- [REQUEST]
In the ladder patent claims, in what direction do most of the structural fibers run within each rail?

2. The ladder of claim 1, wherein there exists a direct correlation
between the cross-sectional area at a particular location along the
length of a rail and the number of structural fibers embedded
within the rail at the particular location.
3. The ladder of claim 2, wherein there exists a direct correlation
between the number of fibers present at a particular location along
the length of a rail and the strength of that location relative to
other locations along the length of the rail.
4. The ladder of claim 1, which is configured as a
non-self-supporting extension ladder having a first pair of
parallel composite rails forming a base section and a second pair
of parallel composite rails forming a fly section.
5. The ladder of claim 4, which further comprises an intermediate
section, having a third pair of parallel composite rails, between
said base section and said fly section.
6. The ladder of claim 1, wherein each of said composite rails is a
molded unit fabricated using a molding process other than
pultrusion.
7. The ladder of claim 1, which comprises a first pair of composite
rails forming a first section, and a second pair of composite rails
forming a second section, said first and second section hinged
together so that, when said first and second sections are hingeably
positioned to form an acute angle, the ladder is configurable as a
self-supporting step ladder, and when said first and second
sections are hingeably positioned to form a straight angle, the
ladder is configurable as a non-self-supporting, non-adjustable
extension ladder.
8. The ladder of claim 1, wherein a majority of said structural
fibers run in a longitudinal direction within each rail.
9. The ladder of claim 8, wherein a minority of said structural
fibers is divided into at least two groups, with fibers of a first
group being oriented perpendicularly to said majority of structural
fibers, and with fibers of a second group being oriented obliquely
to said majority of structural fibers.
10. The ladder of claim 1, wherein regions of a rail having lesser
cross-sectional area taper to regions of the rail having greater
cross-sectional area.
11. The ladder of claim 1, wherein said structural fibers are
selected from the group consisting of type E glass, type S glass,
type S2 glass, type A glass, type C glass, quartz, poly
p-phenylene-2,6-bezobisoxazole (PBO), basalt, boron, aramid,
ultra-high-molecular-weight polyethylene, carbon, graphite and
hybrids.

Point labeling records:
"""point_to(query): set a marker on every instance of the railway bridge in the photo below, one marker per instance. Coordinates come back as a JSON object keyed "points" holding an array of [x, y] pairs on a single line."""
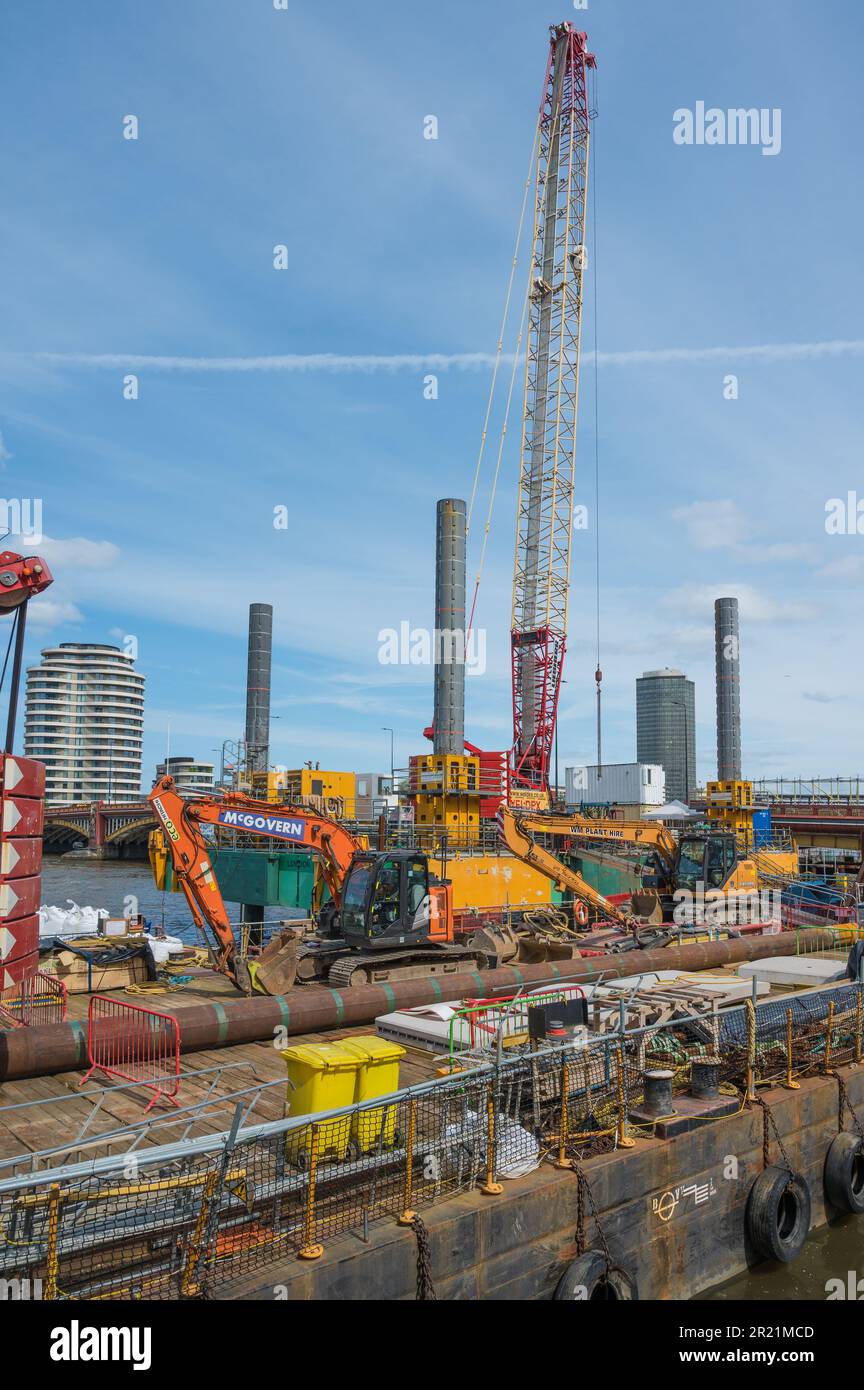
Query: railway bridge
{"points": [[107, 830]]}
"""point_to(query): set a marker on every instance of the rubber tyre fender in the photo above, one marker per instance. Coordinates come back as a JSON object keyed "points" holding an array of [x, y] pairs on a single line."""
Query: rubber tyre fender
{"points": [[589, 1272], [778, 1214], [845, 1173]]}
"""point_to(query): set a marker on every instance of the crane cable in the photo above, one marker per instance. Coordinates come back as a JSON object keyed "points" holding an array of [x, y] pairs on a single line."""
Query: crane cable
{"points": [[503, 328], [593, 206], [497, 464]]}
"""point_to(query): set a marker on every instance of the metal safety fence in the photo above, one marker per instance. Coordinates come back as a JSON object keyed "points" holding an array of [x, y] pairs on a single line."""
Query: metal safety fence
{"points": [[40, 998], [134, 1043], [188, 1219]]}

- [OUTPUT FOR THIS TASK]
In a longitudinal direction.